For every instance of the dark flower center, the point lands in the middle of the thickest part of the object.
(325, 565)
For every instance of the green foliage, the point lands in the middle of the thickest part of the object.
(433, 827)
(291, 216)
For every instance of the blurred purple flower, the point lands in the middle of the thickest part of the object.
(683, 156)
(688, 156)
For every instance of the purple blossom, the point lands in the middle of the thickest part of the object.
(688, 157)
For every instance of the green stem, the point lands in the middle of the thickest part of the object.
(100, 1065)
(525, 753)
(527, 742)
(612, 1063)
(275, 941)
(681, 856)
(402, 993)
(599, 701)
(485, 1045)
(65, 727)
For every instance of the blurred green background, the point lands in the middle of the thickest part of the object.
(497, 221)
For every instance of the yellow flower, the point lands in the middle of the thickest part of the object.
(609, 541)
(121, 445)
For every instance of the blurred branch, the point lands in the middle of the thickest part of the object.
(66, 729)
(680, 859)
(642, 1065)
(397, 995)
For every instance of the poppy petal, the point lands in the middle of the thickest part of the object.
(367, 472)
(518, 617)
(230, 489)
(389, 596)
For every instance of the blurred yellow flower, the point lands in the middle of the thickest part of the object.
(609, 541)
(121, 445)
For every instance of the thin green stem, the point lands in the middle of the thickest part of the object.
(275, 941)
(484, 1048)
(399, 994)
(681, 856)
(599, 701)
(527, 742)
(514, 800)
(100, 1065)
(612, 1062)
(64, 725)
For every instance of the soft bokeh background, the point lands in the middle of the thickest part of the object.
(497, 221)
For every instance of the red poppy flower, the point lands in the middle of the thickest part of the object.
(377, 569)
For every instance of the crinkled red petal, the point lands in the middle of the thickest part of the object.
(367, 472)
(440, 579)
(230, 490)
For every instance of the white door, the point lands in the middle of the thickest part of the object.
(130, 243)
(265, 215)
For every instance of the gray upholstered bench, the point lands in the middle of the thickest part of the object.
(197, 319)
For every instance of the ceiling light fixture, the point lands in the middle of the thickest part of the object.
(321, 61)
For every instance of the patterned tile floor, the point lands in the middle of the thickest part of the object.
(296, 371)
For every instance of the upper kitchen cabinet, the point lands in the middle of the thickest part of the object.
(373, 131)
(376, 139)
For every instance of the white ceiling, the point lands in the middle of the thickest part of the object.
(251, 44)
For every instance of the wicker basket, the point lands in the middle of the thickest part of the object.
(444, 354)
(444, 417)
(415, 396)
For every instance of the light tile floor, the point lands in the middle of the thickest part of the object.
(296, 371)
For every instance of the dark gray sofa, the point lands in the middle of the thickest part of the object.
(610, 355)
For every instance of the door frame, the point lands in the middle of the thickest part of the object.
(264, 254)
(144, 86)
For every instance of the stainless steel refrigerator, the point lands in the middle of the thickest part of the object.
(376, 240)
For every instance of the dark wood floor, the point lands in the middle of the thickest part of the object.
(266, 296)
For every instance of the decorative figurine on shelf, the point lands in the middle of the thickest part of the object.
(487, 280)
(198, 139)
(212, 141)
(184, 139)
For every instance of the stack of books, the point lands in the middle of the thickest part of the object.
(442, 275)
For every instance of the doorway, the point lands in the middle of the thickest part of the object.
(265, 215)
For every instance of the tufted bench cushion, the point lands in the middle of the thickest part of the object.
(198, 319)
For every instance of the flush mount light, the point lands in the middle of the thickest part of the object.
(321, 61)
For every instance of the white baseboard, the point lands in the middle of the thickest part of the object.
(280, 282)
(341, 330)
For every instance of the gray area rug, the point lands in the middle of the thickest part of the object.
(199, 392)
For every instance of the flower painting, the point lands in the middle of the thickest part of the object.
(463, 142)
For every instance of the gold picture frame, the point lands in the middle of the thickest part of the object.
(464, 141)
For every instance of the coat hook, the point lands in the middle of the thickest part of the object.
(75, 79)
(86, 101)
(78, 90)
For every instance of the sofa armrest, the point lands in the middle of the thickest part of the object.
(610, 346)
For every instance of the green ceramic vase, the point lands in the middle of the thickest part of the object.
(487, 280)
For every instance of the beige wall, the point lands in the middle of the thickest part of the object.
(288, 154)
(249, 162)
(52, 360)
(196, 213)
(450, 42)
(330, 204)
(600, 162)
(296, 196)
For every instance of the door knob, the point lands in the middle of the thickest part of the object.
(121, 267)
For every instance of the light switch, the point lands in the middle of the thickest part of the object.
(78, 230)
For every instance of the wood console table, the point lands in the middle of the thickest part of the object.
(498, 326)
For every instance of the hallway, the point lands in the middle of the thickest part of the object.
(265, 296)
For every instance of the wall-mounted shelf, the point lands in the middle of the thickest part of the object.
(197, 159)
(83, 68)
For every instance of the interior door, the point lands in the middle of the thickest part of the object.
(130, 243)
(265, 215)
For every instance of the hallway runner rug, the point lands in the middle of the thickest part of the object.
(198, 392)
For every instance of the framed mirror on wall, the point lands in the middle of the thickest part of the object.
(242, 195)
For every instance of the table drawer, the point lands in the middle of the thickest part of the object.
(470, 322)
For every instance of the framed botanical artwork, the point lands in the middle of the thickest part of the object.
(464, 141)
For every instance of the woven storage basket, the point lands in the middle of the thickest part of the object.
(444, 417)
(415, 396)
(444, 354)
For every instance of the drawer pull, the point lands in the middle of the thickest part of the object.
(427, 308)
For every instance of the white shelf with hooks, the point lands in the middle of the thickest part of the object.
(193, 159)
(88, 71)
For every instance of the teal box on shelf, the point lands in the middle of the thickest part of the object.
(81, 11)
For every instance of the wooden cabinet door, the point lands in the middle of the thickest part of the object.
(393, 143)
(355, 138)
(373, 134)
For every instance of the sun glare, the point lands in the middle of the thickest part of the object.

PROMPT: Once more, set down the full listing, verbatim.

ANSWER FOR THIS EXERCISE:
For every instance of the dark flower center, the point lands in the middle of the thickest part of the object.
(325, 565)
For every instance of the green foliage, the point lands in the middle of the thickest part of the object.
(433, 827)
(291, 216)
For every instance of the blurred purple flower, the point lands in the middle of the thickest part of the object.
(683, 156)
(688, 156)
For every instance of the purple blossom, the point lands in the middle of the thickest part of the object.
(688, 157)
For every instance of the green stem, the point lands in the middle of the thickest part of the object.
(100, 1065)
(525, 753)
(527, 742)
(612, 1063)
(275, 941)
(681, 856)
(402, 993)
(599, 701)
(485, 1045)
(65, 727)
For every instance of the blurred green background, the point lands in the middle of the thickest part of the object.
(497, 221)
For every instance of the yellow flower, the point lands in the middle of the thickest part of the object.
(609, 541)
(121, 445)
For every instance of the blurred branch, the point lands in the middle of the thickest part of the object.
(66, 729)
(680, 859)
(642, 1065)
(397, 995)
For every instance of the poppy petal, the point lands in the middle of the thickest part of the object.
(367, 472)
(518, 617)
(230, 489)
(389, 596)
For every instance of the blurred yellow flower, the point lands in the middle of the thickest part of the object.
(609, 541)
(121, 445)
For every instance of the thin green stem, the point lands in the middle of the thickest part of the object.
(275, 941)
(484, 1048)
(399, 994)
(681, 856)
(599, 701)
(527, 742)
(514, 800)
(100, 1065)
(612, 1062)
(64, 725)
For every instance of the soft bokeh background, the point lands in the middle of the thickest part of the object.
(497, 221)
For every instance of the red poppy flower, the point lands in the middle of the thickest part of the object.
(377, 569)
For every instance of the crinkled red petal, the point lands in the middle of the thickest part of the object.
(367, 472)
(440, 579)
(230, 490)
For every instance of the white door, the point lands in the middle of the thickest part of the object.
(130, 243)
(265, 215)
For every instance of the gray upholstered bench, the point lands in the middle of the thickest part of the object.
(197, 319)
For every instance of the ceiling light fixture, the point lands in the middle of the thickest part of the object.
(321, 61)
For every instance of the patterned tile floor, the point lands in the middle of the thickest part of the object.
(296, 371)
For every instance of the upper kitchen cabinet, the point lands in the middle of the thickest part of the object.
(373, 131)
(376, 139)
For every instance of the white ceiling, the point lands in the middle of the thickest part of the object.
(251, 44)
For every instance of the wicker basket, the point lands in the middle of the thickest part of the object.
(444, 354)
(444, 417)
(415, 396)
For every instance of the light tile floor, the point lands in the middle of the thickest part of the object.
(296, 371)
For every instance of the dark gray sofa, the point lands in the middle of the thickest part of the object.
(610, 355)
For every instance of the door frame, the point lands in the middle of the thickest part of the object.
(264, 254)
(144, 86)
For every instance of the stainless steel refrigerator, the point lands in the middle of the thickest part of the object.
(376, 240)
For every instance of the dark wood floor, the point lands in the middle of the thickest part of the object.
(266, 296)
For every instance of the decorative figurine on shelf, the point lands in the middle of the thickest part of the object.
(487, 280)
(198, 139)
(212, 141)
(184, 139)
For every instance of the stack of books, the point lands in the middle of the thickest part of the object.
(442, 275)
For every instance of the doorway, the point lands in the middle of the thickest part of the object.
(265, 215)
For every instance of the tufted bench cushion, the point lands in the middle of the thickest part of the object.
(198, 319)
For every instance of the flush mount light, the point lands in the middle of the thickest part of the object.
(321, 61)
For every instance of the white baseboard, the point lands in the middle of the thickest part of the object.
(280, 282)
(341, 330)
For every instance of the gray area rug, the point lands in the middle of the thickest part of the object.
(199, 392)
For every instance of the flower painting, the point lands in the middle of the thickest part of the object.
(463, 142)
For every instance of the gold picture frame, the point lands in the middle of the thickest part of the object.
(464, 141)
For every instance of the coat hook, the point lands in the middle of the thickest part of the object.
(75, 79)
(86, 101)
(78, 90)
For every instance of the sofa armrest, the point lands in the middle of the thickest part of the object.
(610, 346)
For every instance of the green ceramic vase, the point lands in the middle of the thickest part of the object.
(487, 280)
For every instance of the beige wall, the point lands in the middle of the thickest part of the object.
(288, 154)
(249, 162)
(52, 360)
(196, 213)
(450, 42)
(330, 204)
(600, 162)
(296, 196)
For every instance of the door knob, the point lands in the middle of the thickest part of the object.
(121, 267)
For every instance of the light switch, the point lands in the middle of the thickest part of the object.
(78, 230)
For every instance of the wood console table, the point lands in the middle of the thickest part of the object.
(498, 326)
For every instance of the hallway, the point lands in the middle of the thickest part of the object.
(265, 296)
For every instance of the wall-mounted shelf, the point lands in the middle of the thickest part of the object.
(197, 159)
(83, 68)
For every instance of the interior door, the point lands in the middle of the thickest part of the object.
(130, 243)
(265, 215)
For every instance of the hallway runner rug, the point lands in the middle of the thickest part of the object.
(198, 392)
For every instance of the framed mirror on wall, the point lands in the middle of the thickest part of the object.
(242, 195)
For every instance of the table drawer, the point lands in the middle of the thickest part of the object.
(470, 322)
For every instance of the framed botanical artwork, the point lands in the middle of the thickest part of the object.
(464, 141)
For every instance of the woven storage basket, the point lands in the middle of the thickest part of the object.
(444, 417)
(415, 396)
(444, 354)
For every instance of the drawer pull, the point lands in the middle of the thickest part of the object.
(427, 308)
For every instance of the white shelf with hooks, the point lands in the middle of the thickest part of the object.
(193, 159)
(88, 71)
For every instance of the teal box on shelf, the point lands in the middle of the thickest part of the object.
(81, 11)
For every instance of the wooden cabinet door, the point lands in the middle of the thickest part of the object.
(393, 143)
(355, 138)
(373, 134)
For every instance of the sun glare, the point lands in the middle of the thickest part of the object.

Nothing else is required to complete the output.